Text excerpt:

Measuring AC power with PC audio input.

I am always interested in all kinds of measurements: measuring is knowing still applies. This also applies to measuring power, what has been used, what is the yield.
AC power is the product of current and voltage at the same time.

The Soundcard Scope program by Christian Zeitnitz is particularly interesting in this case: two signals can be sampled and there is the option to display them multiplied together.
For safe operation, we must galvanically separate the signals.
Today this is no longer a major problem because there are plenty of current transformers on the market for little to very little money.
There are many types with current ranges from 5 to 50 Amp and there are also some types with a rated current of 2 mA.

In a current transformer, the secondary current is the same as the primary current divided by the transfer ratio. If the primary winding has 1 turn and the secondary winding has 1000, the output current will be 1/1000 of the primary current. 5A primary then becomes 5 mA secondary.

The voltage on the secondary side is determined by the load resistance. At 100 Ω, 5 mA gives a voltage of 500 mV.
The 2 mA current transformers have a transfer ratio of 1:1, equal windings are used for the primary and secondary, coupled by a toroidal core.

With this transformer the voltage can easily be measured by including a series resistance in the primary. Because the input current of the transformer is equal to the output current, the primary series resistance is practically in series with the secondary load resistance. Suppose the load resistance is 1 kΩ and the series resistance is 240 kΩ, then a primary voltage of 241 V gives a secondary voltage of 1 volt, but with galvanic isolation.

Current transformers have another special feature: if the secondary load is missing, the voltage across the secondary will become unacceptably high, possibly even breakdown may occur.
A current transformer should never be used without a load, on the other hand it may be short-circuited because the current is primarily determined.

Given material:
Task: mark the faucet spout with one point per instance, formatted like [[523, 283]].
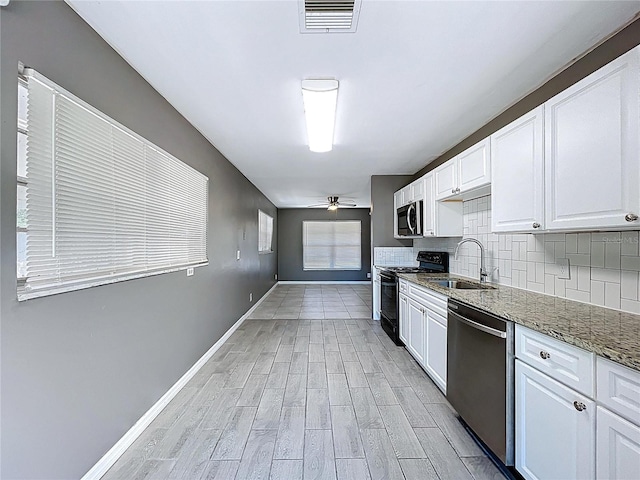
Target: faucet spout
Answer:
[[483, 270]]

Given instruction:
Carry on the text about measuring AC power with a PC audio input, starting right after its last sentence. The lines are separate material and have no connection to the text on measuring AC power.

Task response:
A practical application is a front end for Christian Zeitnitz's Sound card Scope. 

In the diagram in Figure 1, T1 is the current transformer. The diodes D1 and D2 prevent the output voltage from becoming too high if the load unexpectedly fails. The forward voltage of green or yellow LEDs is sufficiently high to have not any influence on the measuring signal.  T2 is the current transformer for voltage measurement. The primary resistor is divided into several resistors so that the voltage across it also decreases.
 By using either resistors R1A, R2A or resistors R2B, R1B, the phase of T2 can be switched regarding T2.
The secondary circuit is the same as that of the current transformer.

A PCB layout of this scheme is shown in Figure 2.

Then a serious warning:

There are voltage measuring modules on the market that are equipped with the above-mentioned transformer and an output amplifier.
 It seems very nice, but the units in the attached photos do not meet European requirements.
 A single SMD resistor is used as a primary series resistor with full primary voltage across it. If this resistor becomes defective, it is quite possible that full voltage will be applied directly to the primary winding. Furthermore, the minimum distance between the primary voltage and the secondary is much too small at 1.5 mm, which should be at least 3 or 6 mm depending on the insulation class.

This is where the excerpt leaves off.